═════ EXCERPT PROVIDED

Germ Theory of Disease

Antonie van Leeuwenhoek (1632–1723), Louis Pasteur (1822–1895), Robert Koch (1843–1910)


Prior to the latter half of the nineteenth century, and dating back to ancient times in China, India, and Europe, it was widely accepted that such infectious diseases as cholera and the Black Death were caused by “bad air” or miasma. Infections were thought to be spread by contact with poisonous vapors filled with decomposed or rotting matter.

The “germ theory of disease” may be the most important contribution of microbiology to modern medical science and practice, and it has served as the basis for the use of antibiotics for the treatment of infectious diseases. The concept that microbes were the cause of some diseases evolved over several hundred years, with multiple scientists providing evidence that culminated in the theory and its acceptance by the medical and scientific community.

Using a simple microscope, microbes were first seen and described in the 1670s by the Dutch lens maker Antonie van Leeuwenhoek. Almost two centuries later, in 1862, Louis Pasteur conducted decisive experiments that refuted another long-held theory—namely, spontaneous generation—that living organisms could arise from nonliving matter. Pasteur demonstrated that microbes were present in the air but were not created by air.

══════════

EXERCISE INSTRUCTIONS:
- A) In the germ theory of disease text, in what decade did Antonie van Leeuwenhoek first see and describe microbes?
- B) Write the next part of the germ theory of disease text, picking up after its last sentence.

═════ INFORMATION GIVEN

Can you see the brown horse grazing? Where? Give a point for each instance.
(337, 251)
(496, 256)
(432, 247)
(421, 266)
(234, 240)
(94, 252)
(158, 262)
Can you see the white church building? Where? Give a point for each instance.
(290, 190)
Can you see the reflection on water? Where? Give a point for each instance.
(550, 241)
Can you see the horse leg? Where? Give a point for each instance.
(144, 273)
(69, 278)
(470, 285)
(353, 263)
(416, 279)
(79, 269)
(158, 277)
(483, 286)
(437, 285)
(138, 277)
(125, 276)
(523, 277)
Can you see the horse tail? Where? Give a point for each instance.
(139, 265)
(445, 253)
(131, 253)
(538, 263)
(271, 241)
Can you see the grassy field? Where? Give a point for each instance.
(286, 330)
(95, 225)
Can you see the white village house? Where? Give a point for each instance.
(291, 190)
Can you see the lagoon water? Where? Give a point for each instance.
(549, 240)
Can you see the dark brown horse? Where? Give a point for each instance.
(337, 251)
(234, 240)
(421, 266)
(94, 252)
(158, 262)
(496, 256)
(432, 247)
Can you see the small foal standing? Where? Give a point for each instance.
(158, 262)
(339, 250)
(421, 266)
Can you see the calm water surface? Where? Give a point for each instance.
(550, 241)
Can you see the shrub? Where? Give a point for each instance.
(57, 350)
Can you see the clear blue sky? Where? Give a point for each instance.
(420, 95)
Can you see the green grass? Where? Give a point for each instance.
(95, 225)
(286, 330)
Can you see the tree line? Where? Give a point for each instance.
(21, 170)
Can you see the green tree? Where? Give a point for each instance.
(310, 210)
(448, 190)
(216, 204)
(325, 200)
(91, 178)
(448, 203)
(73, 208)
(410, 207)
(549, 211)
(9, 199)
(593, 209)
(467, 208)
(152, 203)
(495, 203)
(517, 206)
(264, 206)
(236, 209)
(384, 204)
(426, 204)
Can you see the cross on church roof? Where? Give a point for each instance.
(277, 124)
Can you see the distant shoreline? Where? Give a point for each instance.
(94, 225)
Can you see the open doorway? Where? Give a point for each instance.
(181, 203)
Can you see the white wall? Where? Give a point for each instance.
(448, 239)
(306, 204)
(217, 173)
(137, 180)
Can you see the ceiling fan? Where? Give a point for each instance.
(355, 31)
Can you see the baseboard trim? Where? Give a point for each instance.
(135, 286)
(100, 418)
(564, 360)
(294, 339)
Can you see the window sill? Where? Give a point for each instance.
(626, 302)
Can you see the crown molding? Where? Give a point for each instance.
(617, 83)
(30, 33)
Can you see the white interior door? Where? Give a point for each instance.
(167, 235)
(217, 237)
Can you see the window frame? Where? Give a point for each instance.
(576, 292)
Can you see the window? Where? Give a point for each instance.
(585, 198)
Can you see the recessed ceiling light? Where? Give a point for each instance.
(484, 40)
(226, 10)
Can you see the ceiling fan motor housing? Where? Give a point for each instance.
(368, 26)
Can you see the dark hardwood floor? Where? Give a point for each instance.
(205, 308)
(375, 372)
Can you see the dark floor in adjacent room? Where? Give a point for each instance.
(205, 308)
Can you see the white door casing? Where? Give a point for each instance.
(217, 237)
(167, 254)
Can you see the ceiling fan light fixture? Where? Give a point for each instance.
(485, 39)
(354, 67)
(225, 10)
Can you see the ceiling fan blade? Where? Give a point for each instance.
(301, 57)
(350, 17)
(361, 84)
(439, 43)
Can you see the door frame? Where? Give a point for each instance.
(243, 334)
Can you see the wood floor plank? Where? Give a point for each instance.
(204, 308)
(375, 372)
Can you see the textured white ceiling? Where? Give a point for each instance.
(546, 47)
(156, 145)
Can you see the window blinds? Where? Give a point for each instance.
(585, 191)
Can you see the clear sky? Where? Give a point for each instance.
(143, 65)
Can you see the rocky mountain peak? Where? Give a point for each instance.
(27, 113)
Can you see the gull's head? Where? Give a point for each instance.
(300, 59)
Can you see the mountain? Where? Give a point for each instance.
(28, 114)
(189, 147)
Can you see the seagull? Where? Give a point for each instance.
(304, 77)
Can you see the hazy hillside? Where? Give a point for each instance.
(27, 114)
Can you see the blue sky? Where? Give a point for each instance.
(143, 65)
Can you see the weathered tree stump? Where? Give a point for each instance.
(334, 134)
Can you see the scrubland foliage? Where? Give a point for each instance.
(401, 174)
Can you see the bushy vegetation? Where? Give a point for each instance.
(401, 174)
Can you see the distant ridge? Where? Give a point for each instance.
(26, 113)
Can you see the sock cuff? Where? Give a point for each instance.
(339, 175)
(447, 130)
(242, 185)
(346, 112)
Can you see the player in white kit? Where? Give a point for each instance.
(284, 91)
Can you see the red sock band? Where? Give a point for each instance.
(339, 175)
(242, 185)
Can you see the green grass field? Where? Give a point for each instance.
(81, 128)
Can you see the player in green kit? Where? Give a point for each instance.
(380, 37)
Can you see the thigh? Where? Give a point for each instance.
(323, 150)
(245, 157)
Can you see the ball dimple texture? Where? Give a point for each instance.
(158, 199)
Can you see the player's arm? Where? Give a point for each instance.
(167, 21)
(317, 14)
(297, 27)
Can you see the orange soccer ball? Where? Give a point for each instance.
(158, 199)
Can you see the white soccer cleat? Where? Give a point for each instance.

══════════

ANSWERS TO THIS EXERCISE:
- A) In the 1670s.

- B)
Robert Koch transformed from a simple practicing German physician to one of the pioneer founders of microbiology (as was Pasteur) after he received a late-twenties birthday gift of a microscope from his wife. From 1876 to 1883, he discovered the bacterial causes of anthrax, tuberculosis, and cholera, and devised methods for isolating pure cultures of disease-causing microbes. In 1890, he devised rules that are still used (with some modification) to determine whether a given microbe causes a disease. These postulates state that: (a) the microbe must be present in every case of the disease; (b) the microbe must be isolated and grown in pure culture; (c) the disease must be produced when the microbe is administered to a healthy individual; and (d) the microbe must then be reisolated from the individual. Koch was awarded the 1905 Nobel Prize for his work on tuberculosis, a disease that was responsible for one of every seven deaths in the mid-nineteenth century.

SEE ALSO: Scientific Method (1620), Refuting Spontaneous Generation (1668), Leeuwenhoek’s Microscopic World (1674), Miasma Theory (1717), Gram Stain (1884), Endotoxins (1892), Antibiotics (1928).

When developing his germ theory of disease, Koch used Bacillus anthracis (shown in this digital illustration), employing purified cultures of the microbe that had been isolated from anthrax-diseased animals.